[Data items]
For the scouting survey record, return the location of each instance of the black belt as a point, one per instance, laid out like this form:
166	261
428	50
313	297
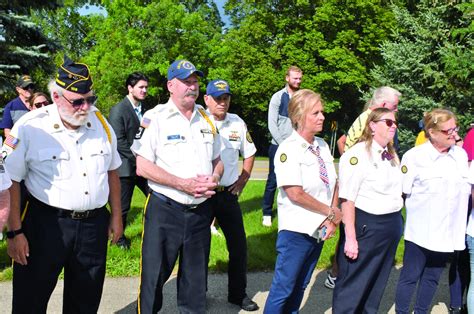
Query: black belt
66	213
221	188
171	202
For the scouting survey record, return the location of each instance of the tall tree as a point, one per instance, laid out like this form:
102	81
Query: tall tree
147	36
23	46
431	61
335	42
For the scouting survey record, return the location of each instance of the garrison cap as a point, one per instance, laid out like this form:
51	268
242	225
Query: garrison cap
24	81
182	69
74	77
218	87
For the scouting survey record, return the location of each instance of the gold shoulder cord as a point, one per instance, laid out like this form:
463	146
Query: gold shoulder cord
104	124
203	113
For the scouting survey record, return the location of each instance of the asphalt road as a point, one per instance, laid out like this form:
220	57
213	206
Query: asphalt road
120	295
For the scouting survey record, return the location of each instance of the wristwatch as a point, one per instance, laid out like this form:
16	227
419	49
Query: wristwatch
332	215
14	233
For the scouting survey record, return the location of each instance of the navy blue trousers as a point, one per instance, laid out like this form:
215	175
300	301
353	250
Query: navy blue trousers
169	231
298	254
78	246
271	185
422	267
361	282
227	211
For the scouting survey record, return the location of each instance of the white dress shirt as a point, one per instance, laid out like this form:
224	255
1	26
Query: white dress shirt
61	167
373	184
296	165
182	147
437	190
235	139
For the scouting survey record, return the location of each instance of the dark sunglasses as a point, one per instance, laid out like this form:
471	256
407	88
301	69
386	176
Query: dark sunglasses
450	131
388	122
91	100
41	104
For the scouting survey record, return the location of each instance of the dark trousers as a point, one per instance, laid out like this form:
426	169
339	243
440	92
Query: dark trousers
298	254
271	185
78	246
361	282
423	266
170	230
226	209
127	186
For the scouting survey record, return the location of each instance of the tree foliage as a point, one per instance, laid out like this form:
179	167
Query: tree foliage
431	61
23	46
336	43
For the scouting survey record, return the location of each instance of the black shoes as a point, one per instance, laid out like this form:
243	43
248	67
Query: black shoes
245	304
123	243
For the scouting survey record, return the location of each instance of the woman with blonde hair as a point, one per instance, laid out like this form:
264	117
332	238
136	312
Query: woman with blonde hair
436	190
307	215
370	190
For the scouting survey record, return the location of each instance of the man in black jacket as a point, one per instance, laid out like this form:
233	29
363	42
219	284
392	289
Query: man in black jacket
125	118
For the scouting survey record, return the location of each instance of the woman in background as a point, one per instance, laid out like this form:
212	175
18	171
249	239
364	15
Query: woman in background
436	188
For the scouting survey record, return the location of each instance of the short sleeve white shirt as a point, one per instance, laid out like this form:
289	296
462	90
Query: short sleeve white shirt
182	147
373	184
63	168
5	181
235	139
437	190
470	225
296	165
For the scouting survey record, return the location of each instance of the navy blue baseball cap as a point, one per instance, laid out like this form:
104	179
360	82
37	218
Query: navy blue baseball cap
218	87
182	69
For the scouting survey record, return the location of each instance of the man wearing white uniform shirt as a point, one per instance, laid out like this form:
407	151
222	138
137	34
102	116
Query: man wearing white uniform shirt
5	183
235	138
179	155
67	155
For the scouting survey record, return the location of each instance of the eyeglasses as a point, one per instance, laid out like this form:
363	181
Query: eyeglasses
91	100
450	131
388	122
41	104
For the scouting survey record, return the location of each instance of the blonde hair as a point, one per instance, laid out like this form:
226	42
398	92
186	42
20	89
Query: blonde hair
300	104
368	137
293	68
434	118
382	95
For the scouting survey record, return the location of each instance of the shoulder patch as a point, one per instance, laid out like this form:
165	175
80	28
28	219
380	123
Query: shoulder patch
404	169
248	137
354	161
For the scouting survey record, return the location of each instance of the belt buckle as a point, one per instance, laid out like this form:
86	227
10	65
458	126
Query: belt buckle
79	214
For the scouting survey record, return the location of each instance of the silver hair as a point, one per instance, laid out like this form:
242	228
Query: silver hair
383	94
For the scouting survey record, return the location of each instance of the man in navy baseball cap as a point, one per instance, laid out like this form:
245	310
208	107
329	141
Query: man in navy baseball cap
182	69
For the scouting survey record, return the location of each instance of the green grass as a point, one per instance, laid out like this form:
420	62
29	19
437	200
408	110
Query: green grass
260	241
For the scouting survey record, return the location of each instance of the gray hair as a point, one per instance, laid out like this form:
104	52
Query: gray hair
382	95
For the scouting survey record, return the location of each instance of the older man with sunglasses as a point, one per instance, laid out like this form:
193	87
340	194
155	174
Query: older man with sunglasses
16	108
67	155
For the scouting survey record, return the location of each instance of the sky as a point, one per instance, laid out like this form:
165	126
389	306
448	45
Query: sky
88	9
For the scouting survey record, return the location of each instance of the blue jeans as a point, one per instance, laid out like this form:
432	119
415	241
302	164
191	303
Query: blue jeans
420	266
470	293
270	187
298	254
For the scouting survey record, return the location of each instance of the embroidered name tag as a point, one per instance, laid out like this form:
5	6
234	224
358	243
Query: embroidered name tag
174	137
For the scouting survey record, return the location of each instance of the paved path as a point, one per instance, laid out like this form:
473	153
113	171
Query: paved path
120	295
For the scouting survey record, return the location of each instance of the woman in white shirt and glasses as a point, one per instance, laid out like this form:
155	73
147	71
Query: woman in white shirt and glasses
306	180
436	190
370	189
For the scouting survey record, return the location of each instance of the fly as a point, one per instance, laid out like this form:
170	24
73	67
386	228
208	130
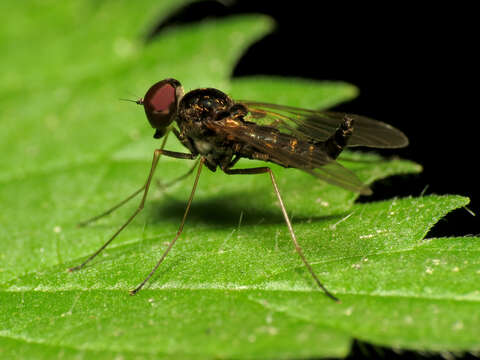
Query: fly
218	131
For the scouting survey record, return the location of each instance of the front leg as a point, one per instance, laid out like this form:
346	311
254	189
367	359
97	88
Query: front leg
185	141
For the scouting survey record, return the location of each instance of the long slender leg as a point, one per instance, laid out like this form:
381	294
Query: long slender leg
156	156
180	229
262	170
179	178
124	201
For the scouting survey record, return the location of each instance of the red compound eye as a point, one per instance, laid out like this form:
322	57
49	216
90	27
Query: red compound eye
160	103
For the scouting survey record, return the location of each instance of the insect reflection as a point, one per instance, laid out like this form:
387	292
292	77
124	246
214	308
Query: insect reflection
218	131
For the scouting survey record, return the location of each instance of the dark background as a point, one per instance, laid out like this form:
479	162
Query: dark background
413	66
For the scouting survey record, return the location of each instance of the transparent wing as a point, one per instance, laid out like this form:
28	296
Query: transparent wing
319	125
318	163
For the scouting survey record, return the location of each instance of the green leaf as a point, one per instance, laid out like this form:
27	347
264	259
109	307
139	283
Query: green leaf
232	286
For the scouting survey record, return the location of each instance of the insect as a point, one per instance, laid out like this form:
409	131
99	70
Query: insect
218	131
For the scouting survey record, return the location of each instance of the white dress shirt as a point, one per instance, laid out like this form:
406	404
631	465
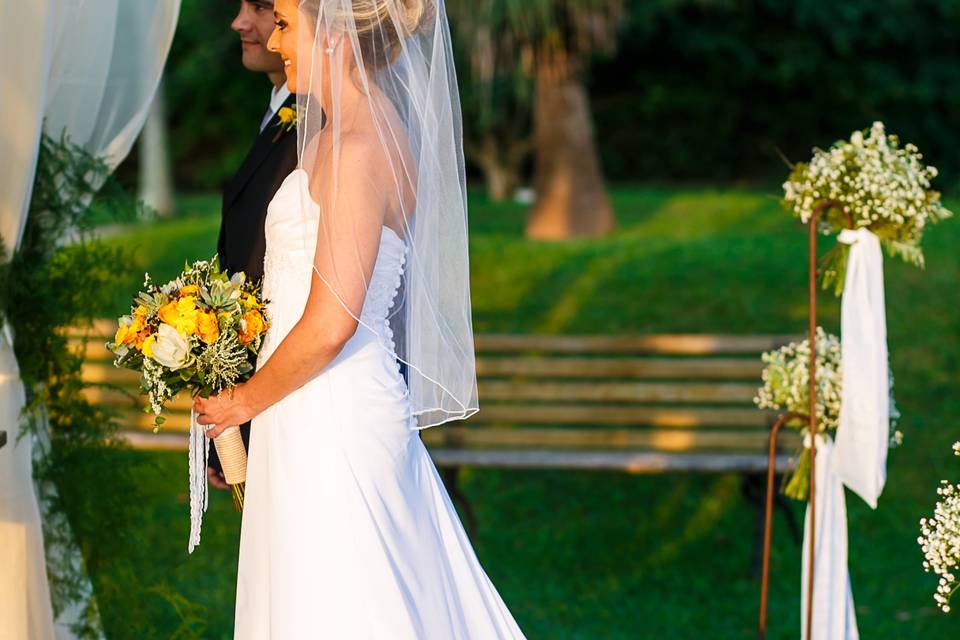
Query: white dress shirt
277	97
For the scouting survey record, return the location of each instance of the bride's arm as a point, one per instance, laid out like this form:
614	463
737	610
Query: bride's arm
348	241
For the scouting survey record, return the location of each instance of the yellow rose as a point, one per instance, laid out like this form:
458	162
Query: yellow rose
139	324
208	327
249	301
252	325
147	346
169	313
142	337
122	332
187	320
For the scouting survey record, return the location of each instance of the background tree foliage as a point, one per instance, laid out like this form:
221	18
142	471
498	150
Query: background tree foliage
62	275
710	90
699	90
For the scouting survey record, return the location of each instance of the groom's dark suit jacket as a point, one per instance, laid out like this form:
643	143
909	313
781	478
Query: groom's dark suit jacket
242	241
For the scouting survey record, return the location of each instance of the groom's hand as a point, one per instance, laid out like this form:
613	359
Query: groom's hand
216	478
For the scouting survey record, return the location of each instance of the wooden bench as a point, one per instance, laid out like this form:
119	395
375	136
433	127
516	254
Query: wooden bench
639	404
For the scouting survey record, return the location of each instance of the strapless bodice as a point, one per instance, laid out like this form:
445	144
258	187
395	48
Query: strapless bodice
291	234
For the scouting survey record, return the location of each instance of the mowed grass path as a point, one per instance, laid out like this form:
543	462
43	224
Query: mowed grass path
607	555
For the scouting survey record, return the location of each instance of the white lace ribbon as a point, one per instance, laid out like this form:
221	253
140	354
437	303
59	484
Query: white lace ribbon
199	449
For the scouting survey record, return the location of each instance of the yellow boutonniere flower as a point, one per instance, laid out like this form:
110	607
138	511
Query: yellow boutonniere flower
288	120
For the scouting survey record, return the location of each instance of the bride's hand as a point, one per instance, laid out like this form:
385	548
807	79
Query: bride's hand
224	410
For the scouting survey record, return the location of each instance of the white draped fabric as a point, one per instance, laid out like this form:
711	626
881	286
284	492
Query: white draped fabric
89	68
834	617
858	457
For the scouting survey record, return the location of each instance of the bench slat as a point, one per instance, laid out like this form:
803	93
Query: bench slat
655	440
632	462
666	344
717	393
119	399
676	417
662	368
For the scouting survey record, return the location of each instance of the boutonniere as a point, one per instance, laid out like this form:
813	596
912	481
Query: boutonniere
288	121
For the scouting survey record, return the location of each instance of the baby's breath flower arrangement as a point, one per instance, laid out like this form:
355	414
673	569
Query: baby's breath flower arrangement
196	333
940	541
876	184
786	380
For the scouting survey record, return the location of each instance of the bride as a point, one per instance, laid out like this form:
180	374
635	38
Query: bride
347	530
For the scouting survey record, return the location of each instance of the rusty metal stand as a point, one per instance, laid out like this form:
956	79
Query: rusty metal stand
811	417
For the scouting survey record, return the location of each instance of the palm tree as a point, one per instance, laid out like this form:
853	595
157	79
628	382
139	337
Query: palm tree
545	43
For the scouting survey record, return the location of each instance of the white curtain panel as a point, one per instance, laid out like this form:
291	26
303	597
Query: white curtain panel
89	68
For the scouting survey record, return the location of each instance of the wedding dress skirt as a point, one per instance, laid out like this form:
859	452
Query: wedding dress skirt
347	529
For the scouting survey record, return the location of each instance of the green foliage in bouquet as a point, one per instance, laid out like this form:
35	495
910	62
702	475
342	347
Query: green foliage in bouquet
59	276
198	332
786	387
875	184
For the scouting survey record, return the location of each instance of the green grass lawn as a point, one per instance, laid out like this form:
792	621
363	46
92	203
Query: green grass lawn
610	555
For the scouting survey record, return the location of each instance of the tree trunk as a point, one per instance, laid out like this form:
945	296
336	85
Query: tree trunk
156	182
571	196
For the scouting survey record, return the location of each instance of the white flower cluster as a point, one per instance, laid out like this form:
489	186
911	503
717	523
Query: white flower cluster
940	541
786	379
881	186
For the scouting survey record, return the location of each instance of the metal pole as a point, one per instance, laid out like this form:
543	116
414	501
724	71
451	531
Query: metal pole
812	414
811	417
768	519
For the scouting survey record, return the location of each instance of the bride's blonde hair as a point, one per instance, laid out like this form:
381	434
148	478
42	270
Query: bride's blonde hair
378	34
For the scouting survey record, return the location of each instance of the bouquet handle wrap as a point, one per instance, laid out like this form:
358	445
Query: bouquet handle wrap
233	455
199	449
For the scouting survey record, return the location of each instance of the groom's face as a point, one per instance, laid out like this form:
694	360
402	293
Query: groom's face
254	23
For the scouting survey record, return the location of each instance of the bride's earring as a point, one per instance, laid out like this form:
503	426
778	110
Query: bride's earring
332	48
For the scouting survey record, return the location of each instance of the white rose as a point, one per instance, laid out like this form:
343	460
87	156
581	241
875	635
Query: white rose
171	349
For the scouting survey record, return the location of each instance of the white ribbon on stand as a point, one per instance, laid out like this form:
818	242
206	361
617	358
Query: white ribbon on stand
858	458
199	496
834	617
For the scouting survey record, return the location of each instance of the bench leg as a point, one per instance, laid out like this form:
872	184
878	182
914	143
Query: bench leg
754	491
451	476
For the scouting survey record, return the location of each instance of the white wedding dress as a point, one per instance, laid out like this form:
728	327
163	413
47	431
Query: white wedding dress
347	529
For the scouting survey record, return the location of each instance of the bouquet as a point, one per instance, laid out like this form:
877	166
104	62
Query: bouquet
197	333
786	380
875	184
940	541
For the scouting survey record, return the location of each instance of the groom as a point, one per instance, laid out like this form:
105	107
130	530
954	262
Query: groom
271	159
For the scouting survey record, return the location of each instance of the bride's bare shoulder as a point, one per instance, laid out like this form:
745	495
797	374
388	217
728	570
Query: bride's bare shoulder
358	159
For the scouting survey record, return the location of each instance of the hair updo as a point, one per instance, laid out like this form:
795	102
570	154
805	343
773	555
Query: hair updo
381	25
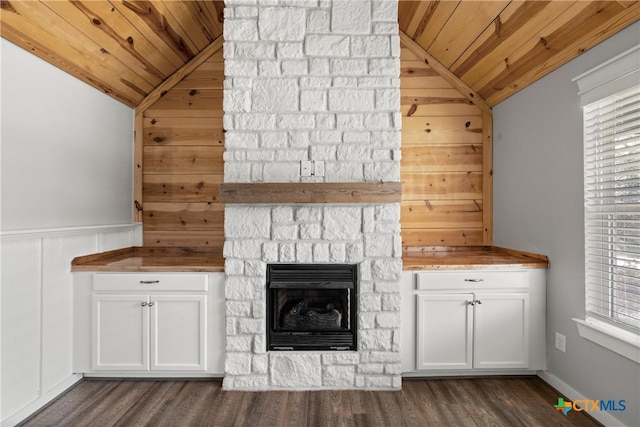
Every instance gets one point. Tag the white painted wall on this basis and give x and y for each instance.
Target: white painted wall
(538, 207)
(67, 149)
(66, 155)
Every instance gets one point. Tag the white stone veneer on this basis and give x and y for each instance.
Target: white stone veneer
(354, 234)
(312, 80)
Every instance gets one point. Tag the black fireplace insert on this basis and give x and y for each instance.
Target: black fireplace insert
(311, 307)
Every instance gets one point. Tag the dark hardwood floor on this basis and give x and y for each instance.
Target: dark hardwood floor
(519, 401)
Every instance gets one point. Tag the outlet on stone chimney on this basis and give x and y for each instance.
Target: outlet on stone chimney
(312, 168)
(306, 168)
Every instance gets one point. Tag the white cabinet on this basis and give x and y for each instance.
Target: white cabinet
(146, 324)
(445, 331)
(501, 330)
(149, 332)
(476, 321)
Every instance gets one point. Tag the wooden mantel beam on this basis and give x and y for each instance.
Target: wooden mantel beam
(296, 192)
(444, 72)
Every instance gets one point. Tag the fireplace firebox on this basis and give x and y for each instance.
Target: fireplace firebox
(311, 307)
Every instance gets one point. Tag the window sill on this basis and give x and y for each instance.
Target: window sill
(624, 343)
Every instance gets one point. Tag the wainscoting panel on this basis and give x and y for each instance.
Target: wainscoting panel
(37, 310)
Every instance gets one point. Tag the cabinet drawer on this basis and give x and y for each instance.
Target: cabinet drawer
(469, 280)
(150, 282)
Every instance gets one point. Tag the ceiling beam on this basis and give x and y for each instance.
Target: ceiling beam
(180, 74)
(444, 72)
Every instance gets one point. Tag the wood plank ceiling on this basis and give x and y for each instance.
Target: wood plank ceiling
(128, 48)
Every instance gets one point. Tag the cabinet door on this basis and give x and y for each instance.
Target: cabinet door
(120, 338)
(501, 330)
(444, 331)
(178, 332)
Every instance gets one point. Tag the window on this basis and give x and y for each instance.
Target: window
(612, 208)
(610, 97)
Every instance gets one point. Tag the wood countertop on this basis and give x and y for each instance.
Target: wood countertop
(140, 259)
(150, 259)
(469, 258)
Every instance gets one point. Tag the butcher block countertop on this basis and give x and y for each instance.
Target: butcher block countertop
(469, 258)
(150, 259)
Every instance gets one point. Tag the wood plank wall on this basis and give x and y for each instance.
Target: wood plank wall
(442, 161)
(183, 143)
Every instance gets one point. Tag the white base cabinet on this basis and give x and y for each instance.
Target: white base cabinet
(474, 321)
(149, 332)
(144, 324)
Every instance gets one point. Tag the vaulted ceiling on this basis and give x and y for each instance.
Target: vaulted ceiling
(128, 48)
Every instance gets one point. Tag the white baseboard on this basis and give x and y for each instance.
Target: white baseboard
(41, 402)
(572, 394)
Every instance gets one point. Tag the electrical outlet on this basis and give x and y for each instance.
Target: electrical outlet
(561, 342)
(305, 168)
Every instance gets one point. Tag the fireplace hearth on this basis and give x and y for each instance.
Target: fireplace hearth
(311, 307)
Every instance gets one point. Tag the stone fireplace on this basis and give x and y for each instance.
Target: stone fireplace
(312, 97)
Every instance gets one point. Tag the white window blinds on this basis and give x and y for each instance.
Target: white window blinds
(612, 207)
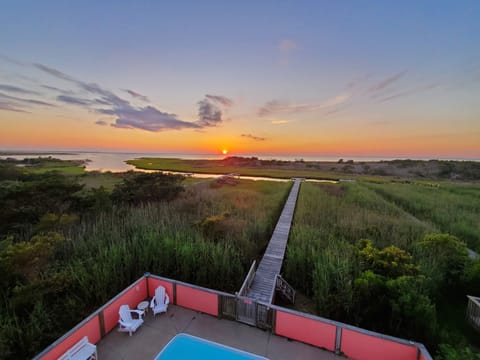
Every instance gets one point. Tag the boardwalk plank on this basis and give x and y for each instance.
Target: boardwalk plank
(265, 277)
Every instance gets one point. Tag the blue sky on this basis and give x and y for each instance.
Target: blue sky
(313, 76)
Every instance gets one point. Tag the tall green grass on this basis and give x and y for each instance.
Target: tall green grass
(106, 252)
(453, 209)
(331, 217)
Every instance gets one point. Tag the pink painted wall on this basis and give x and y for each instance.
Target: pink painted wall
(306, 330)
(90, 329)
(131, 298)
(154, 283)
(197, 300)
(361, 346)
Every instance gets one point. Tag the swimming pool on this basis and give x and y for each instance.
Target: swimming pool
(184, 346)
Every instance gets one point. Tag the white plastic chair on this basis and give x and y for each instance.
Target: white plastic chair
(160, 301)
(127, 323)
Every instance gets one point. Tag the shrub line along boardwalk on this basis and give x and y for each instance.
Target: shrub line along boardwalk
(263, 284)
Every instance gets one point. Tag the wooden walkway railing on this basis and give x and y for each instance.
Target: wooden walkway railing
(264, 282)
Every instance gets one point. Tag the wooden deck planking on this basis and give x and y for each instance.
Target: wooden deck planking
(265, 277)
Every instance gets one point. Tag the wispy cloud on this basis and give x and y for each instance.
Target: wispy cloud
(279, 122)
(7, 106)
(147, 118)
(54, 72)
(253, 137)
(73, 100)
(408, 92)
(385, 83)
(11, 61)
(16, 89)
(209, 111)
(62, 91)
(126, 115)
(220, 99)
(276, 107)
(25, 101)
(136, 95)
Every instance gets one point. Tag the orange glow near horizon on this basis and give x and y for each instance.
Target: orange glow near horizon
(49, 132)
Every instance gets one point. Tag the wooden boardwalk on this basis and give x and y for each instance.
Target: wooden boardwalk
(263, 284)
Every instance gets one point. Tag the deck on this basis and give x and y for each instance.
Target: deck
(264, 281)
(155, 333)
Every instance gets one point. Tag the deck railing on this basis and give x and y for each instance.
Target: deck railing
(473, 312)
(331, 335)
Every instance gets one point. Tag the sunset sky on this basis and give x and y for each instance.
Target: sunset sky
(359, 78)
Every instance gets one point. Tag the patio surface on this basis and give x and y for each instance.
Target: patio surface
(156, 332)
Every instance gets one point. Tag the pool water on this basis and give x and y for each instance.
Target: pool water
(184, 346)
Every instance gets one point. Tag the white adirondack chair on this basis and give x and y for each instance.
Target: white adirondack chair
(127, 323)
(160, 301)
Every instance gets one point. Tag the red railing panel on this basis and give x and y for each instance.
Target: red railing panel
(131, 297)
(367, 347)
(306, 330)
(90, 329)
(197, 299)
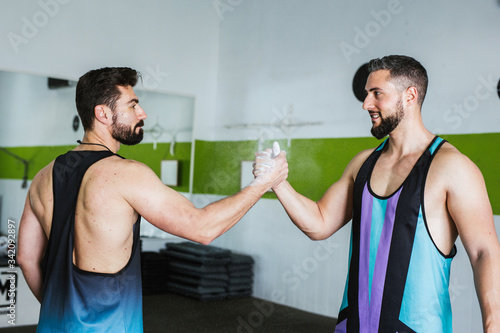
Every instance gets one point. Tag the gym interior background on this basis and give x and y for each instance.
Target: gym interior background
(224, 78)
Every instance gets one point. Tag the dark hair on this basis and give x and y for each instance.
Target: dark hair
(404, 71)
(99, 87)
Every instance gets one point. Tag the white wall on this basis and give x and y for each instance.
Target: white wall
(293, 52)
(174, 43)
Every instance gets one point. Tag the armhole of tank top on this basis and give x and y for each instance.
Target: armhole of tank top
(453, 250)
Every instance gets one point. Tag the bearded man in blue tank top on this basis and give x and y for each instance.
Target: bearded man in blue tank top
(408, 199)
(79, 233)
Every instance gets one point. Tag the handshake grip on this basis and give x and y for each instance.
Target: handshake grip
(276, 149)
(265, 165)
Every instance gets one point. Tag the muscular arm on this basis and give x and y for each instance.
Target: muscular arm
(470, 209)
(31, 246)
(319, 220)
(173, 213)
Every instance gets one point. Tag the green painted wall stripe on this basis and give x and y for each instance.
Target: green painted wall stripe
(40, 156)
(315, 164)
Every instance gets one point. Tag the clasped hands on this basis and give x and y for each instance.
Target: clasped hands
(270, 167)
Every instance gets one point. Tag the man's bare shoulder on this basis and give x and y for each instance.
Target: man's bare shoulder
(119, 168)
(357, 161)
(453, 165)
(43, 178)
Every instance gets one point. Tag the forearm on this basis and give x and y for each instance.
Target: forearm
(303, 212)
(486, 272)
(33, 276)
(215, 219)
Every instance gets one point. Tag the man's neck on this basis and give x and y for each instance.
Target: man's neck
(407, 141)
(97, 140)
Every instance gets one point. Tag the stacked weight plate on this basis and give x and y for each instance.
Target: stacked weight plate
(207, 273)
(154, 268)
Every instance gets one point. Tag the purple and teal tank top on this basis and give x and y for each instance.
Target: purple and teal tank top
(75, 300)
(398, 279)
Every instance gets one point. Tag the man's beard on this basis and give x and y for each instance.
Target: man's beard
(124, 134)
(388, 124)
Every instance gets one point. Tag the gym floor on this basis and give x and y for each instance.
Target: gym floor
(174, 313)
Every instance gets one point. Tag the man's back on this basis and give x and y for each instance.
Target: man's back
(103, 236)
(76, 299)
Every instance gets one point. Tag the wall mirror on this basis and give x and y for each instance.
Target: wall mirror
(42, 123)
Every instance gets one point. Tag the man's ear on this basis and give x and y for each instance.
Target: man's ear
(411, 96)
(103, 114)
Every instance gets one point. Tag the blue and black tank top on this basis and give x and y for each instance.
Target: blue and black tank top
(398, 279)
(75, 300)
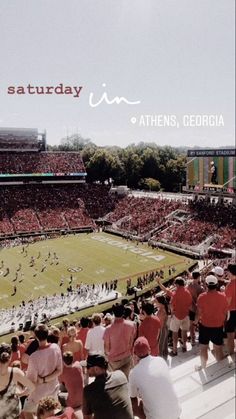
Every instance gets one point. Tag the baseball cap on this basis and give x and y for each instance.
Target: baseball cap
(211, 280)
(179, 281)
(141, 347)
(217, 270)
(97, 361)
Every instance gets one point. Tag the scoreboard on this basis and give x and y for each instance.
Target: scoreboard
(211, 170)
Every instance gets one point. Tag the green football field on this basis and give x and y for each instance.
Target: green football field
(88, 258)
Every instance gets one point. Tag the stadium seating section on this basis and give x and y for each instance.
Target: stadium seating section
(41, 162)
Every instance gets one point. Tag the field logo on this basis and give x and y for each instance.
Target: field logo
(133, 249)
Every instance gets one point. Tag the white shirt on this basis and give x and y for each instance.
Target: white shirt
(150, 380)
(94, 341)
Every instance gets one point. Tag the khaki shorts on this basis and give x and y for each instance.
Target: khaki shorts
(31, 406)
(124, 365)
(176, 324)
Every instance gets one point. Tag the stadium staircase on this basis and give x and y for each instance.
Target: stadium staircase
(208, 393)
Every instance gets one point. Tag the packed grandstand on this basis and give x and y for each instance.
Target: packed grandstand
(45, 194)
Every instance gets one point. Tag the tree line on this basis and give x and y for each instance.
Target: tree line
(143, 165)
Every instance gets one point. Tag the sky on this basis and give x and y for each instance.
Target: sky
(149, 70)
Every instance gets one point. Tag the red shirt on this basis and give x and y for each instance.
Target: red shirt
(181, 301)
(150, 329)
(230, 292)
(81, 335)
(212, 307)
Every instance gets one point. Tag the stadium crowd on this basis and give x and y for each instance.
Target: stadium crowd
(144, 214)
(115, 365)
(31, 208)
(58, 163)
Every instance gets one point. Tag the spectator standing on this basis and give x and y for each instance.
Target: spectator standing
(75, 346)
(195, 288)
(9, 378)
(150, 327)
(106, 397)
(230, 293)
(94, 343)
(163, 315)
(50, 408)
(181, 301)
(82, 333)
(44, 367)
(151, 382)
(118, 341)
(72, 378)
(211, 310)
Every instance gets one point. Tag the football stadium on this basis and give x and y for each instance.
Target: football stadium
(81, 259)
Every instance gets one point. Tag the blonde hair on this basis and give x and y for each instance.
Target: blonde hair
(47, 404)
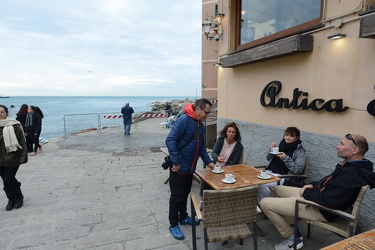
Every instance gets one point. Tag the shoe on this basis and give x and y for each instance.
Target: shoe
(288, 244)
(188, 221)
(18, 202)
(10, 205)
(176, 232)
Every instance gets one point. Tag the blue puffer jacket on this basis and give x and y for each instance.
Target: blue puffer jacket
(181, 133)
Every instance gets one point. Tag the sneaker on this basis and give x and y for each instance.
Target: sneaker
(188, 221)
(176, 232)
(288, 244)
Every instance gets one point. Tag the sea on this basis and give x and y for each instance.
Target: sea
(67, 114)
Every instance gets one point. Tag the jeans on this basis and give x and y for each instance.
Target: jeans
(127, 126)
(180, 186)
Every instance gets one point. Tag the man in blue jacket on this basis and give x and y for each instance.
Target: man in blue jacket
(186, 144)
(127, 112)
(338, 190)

## Problem to solve
Each line from the start of the entries through the line with "of the gold" is to be restated exactly, and the pictures are to be skipped.

## Exercise output
For the scouting survey record, return the location of each instance of the black belt as a point, one per instance, laid out like this form:
166	261
428	50
313	297
Query: black belt
66	213
221	188
171	202
For the scouting survey record, return the location of each instance of the tall tree as a point, one per instance, laid out like this form:
102	81
Query: tall tree
147	36
23	46
431	61
335	42
For the scouting survey record, return the location of each instance of the garrison cap as a point, one per instance, laid out like this form:
51	268
242	225
Query: garrison cap
24	81
182	69
74	77
218	87
For the scouting survey record, return the location of each instance of the gold shoulder cord as a point, one per instance, laid out like this form:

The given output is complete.